Para Memória…A Igreja e o ’25 de Abril’ (V) – Anónimos

Por João Alves Dias

“Muitos outros colegas sofreram e foram ostracizados e marginalizados justamente por causa das suas posições políticas.” (P. Fanhais – 7Margens 30/1/2024)

Hoje, quero lembrar os presbíteros que, à luz do Evangelho, iam despertando os católicos para a situação política em que vivíamos.

Não ficaram na história, mas fizeram história no anonimato das suas paróquias. Passaram despercebidos à comunicação social, mas não à PIDE.

Ide por todo o mundo, proclamai o evangelho a toda a criatura.” (Mc 16,15).

Esta proclamação implica o anúncio da Boa Nova, mas também a denúncia do mal e o prenúncio de novos caminhos.

Se uns não aceitaram e reagiram….

“Senhor Padre, com pretextos de toda a consideração e respeito, vimos felicitá-lo pela maneira como na sua homilia nesta festa da Assunção de Maria Nossa Mãe, o Senhor Padre foi tão doutrinador tão explícito e tão claro na transcendência difícil do assunto (…) Não calcula o Senhor Padre como nos enche a alma de Luz quando é assim doutrinador simples e claro e nós a vermos que também a sua alma está imbuída dessa Fé que nos transmite.

(…)

Desculpe e permita-nos que lhe peçamos ser sempre assim: Doutrina, Doutrina porque o Senhor tem capacidade de fazer alar os seus ouvintes e de os empolgar, mas, tão somente com o Evangelho, a Doutrina.

Para quê Filosofias que o povo não entende, para quê politiquice contundente que as almas aborrecem?” (Carta anónima assinada por Salafrárias)

Outros compreenderam e souberam reconhecer. Apenas um exemplo…

Era uma paróquia que, com autorização episcopal e após auscultação de toda a comunidade, iniciara uma ‘organização económica’ que procurava conciliar duas orientações evangélicas, aparentemente, contraditórias: “O operário é digno do seu salário” (Lc 10,7); “Recebestes de graça, dai de graça” (Mt.10,8).

O dinheiro oferecido livremente pelos paroquianos – os serviços, como batizados, casamentos e funerais, eram gratuitos – entrava numa ‘bolsa comum’, gerida por uma ‘Comissão’ com leigos de manifesta credibilidade que estipulava e pagava a mensalidade do pároco e custeava as demais despesas. No aspeto económico, o pároco era um ‘trabalhador por conta de outrem’.
......
Pode reescrever o texto sobre a Igreja e o 25 de Abril, tudo desde "Por João Alves" até "Fanhais – 7Margens 30/1/2024)", substituindo "colegas" por "companheiros"?
......
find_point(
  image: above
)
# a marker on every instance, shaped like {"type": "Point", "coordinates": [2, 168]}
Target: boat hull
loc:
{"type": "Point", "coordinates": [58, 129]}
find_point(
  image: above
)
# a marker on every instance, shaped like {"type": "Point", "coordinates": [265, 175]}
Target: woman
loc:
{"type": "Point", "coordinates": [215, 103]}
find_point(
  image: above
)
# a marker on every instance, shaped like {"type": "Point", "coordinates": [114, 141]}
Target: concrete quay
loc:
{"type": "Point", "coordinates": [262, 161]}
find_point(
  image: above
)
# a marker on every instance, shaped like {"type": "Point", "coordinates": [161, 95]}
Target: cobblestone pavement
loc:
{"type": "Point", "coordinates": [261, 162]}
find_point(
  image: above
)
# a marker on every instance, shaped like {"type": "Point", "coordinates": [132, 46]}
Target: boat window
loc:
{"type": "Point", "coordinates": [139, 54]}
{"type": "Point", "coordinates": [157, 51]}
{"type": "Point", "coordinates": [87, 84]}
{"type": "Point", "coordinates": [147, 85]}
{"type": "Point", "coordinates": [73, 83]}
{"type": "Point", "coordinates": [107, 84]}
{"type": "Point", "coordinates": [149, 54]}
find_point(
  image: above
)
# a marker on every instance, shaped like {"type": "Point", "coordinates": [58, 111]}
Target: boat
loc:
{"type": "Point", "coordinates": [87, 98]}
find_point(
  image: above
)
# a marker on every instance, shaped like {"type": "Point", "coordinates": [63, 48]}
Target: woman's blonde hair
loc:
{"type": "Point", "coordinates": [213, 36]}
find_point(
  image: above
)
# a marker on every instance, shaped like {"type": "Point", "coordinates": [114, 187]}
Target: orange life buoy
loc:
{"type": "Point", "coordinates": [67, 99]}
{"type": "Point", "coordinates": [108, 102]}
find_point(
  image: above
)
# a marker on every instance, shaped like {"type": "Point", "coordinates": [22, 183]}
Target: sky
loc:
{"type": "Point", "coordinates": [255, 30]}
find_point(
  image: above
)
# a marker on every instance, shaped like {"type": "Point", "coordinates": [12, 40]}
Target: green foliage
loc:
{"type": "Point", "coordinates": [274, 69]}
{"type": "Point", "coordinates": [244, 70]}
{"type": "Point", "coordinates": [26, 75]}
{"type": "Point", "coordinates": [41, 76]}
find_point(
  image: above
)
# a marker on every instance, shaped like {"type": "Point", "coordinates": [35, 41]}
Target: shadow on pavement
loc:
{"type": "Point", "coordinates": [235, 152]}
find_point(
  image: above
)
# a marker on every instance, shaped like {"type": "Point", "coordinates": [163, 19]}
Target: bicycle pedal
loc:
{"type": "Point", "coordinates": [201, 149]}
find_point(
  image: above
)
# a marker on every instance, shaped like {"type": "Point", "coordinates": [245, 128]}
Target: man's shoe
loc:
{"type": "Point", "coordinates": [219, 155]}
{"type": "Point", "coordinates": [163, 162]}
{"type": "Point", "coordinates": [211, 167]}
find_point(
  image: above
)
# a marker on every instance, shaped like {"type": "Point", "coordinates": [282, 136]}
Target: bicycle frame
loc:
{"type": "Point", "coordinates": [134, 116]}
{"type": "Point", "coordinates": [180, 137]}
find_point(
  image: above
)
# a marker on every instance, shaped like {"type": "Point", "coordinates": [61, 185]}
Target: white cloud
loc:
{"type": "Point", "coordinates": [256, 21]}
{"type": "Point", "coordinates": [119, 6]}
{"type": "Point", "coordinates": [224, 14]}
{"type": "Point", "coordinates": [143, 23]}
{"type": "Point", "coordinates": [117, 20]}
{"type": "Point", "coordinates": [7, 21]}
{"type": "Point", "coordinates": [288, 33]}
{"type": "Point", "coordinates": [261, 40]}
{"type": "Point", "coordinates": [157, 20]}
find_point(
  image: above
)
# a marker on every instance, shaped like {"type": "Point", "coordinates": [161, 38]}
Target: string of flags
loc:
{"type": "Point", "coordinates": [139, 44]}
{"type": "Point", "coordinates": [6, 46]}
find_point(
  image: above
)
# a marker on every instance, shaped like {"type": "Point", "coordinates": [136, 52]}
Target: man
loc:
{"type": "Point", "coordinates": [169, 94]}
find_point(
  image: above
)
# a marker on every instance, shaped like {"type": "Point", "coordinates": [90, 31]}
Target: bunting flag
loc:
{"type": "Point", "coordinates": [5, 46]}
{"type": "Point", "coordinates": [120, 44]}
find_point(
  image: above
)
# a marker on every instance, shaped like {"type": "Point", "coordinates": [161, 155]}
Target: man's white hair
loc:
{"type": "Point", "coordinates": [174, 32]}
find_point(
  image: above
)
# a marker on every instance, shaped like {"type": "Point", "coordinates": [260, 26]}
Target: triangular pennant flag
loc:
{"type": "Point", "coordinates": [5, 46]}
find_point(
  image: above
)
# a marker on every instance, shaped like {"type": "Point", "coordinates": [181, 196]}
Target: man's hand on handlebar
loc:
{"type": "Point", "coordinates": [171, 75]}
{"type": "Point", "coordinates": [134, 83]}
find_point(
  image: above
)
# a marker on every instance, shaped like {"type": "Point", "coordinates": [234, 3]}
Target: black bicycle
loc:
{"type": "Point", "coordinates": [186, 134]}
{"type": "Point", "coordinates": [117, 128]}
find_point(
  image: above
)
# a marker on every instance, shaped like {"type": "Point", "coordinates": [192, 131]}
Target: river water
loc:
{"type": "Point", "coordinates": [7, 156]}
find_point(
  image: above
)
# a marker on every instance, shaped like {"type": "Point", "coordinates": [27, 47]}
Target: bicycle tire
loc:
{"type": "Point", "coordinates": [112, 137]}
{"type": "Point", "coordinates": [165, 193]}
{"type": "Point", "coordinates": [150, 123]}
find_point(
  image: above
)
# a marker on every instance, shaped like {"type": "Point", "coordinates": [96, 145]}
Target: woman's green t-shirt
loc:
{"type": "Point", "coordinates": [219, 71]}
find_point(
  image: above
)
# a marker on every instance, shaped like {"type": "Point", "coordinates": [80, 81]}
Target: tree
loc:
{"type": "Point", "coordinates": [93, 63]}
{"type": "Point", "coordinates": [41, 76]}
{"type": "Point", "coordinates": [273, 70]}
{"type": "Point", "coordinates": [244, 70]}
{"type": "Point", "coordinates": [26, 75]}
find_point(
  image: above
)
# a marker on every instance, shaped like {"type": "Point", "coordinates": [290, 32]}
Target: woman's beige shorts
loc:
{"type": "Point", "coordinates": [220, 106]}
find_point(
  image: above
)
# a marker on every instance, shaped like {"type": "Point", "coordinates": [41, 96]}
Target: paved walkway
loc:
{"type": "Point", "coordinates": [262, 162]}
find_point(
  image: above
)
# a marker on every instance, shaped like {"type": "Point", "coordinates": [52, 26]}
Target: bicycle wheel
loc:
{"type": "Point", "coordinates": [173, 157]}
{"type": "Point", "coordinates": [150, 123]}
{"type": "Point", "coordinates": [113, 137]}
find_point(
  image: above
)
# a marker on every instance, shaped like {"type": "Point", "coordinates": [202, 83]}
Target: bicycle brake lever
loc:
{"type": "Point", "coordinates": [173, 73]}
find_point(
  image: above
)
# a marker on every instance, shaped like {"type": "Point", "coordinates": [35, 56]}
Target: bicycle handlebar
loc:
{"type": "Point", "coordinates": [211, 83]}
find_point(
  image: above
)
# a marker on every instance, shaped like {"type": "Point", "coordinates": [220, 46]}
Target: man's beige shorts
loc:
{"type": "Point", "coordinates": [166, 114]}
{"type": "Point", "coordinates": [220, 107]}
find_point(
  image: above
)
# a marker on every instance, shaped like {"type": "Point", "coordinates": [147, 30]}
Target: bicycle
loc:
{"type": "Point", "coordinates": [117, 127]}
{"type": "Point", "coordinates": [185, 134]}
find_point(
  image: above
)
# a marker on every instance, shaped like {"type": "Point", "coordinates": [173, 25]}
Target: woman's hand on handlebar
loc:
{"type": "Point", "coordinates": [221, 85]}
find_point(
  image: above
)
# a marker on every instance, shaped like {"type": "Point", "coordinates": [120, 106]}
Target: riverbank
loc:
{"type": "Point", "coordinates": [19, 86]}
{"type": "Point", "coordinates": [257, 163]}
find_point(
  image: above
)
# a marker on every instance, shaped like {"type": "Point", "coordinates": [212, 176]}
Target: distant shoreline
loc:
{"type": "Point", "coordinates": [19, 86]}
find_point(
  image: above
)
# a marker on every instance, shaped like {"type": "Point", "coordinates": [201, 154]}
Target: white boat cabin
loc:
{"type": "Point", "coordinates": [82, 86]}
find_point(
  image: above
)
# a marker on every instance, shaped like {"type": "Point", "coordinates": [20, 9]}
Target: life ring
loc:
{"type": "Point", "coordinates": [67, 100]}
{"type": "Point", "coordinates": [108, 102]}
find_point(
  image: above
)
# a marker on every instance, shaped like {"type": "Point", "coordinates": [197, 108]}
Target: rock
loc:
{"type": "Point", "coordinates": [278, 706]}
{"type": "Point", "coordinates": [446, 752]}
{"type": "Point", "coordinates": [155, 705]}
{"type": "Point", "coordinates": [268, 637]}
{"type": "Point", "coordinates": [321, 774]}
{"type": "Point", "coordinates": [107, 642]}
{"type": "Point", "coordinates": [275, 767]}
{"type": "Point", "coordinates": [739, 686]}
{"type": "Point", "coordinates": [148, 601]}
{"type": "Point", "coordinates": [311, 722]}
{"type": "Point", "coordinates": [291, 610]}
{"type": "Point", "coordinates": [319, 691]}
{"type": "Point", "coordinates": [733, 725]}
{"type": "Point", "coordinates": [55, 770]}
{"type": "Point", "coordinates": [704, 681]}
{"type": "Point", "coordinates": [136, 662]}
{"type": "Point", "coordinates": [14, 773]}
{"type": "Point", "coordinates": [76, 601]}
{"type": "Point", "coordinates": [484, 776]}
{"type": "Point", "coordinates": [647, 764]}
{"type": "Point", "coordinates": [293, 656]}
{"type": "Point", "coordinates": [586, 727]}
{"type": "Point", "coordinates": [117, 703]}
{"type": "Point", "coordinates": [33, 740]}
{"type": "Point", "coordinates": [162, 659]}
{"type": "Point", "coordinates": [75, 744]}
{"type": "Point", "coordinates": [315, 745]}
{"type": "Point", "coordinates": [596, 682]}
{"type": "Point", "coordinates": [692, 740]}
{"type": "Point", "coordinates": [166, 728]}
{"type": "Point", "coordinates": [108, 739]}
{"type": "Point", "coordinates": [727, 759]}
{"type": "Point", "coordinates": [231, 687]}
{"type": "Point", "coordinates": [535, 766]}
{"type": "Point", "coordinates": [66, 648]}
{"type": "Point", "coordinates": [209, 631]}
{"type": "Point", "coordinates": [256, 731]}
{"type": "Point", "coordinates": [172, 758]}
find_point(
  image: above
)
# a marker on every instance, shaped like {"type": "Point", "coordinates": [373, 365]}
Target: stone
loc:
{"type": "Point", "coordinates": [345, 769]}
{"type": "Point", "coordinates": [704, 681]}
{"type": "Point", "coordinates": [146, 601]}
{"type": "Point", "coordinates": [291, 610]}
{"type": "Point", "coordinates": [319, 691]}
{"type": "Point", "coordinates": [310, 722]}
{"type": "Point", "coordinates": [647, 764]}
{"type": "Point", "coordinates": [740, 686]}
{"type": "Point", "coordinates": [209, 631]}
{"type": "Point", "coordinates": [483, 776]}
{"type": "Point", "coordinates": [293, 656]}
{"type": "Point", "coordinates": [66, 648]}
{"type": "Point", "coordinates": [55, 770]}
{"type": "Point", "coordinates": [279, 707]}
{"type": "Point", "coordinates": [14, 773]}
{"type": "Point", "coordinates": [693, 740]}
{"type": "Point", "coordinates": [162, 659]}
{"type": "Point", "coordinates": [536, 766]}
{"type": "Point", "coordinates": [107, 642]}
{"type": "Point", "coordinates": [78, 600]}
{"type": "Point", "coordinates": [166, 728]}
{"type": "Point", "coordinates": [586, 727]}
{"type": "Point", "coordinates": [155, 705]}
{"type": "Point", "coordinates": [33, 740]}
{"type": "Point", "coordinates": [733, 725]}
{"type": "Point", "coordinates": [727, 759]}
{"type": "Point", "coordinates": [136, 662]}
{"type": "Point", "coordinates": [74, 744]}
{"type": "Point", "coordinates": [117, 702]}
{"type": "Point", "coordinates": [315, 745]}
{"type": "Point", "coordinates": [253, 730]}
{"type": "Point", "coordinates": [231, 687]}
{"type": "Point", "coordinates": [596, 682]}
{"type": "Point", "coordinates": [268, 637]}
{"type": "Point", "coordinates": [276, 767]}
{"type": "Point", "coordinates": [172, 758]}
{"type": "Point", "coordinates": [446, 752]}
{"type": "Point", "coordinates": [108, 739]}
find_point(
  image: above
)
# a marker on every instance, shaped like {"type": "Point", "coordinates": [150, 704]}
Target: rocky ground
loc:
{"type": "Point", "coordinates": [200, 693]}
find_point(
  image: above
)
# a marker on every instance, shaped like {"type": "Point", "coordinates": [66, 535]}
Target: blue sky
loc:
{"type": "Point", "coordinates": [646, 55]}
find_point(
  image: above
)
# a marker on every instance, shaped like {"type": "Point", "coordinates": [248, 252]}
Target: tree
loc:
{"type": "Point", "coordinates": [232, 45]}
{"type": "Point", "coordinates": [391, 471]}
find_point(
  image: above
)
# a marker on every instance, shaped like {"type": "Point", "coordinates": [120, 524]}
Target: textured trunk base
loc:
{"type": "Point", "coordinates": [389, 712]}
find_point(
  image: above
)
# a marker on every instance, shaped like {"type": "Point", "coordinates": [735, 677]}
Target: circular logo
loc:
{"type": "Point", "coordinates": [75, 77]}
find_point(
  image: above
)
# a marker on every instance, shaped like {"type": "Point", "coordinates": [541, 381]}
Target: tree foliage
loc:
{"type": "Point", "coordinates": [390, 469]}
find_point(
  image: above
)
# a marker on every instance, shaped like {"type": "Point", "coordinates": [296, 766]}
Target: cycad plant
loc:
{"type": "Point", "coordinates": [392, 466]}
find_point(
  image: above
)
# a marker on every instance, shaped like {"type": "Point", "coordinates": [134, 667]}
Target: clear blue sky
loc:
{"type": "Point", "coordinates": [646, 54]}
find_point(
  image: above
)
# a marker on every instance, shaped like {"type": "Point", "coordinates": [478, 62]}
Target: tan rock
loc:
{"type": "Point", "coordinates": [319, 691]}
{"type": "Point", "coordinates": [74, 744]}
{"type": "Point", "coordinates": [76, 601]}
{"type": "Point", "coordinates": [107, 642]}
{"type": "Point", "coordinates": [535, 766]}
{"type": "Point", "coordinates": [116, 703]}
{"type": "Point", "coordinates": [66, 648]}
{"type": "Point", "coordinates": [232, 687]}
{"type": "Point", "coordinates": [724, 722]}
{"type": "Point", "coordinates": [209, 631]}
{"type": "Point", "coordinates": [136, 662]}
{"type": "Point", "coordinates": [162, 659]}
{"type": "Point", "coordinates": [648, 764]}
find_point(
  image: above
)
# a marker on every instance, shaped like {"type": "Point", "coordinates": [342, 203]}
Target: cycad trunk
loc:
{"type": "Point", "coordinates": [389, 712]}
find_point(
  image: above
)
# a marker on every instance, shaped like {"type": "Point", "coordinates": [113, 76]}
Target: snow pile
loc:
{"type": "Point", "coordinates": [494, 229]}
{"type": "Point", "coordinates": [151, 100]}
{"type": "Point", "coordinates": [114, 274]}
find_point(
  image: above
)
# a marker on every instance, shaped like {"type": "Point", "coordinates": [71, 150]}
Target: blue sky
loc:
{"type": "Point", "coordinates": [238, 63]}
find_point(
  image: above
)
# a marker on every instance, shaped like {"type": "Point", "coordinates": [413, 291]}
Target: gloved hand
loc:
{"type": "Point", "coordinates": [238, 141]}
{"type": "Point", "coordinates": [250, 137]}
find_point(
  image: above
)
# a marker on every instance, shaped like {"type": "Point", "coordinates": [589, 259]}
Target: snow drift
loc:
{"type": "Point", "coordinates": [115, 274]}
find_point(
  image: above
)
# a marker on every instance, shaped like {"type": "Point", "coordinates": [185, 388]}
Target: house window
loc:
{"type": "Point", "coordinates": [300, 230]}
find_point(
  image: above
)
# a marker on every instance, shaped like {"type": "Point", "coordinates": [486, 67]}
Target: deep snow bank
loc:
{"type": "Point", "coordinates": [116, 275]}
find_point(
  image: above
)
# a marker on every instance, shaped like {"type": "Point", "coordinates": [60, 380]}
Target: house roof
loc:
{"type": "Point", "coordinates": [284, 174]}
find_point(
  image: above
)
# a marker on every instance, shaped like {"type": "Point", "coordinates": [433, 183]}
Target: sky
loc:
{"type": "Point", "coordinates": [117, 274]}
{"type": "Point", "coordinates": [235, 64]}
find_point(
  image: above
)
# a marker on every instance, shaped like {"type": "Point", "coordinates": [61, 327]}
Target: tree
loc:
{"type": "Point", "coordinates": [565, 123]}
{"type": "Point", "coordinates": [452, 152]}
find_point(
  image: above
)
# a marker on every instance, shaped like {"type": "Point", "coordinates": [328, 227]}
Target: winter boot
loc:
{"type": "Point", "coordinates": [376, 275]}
......
(Resultado completo):
Por João Alves Dias

“Muitos outros companheiros sofreram e foram ostracizados e marginalizados justamente por causa das suas posições políticas.” (P. Fanhais – 7Margens 30/1/2024)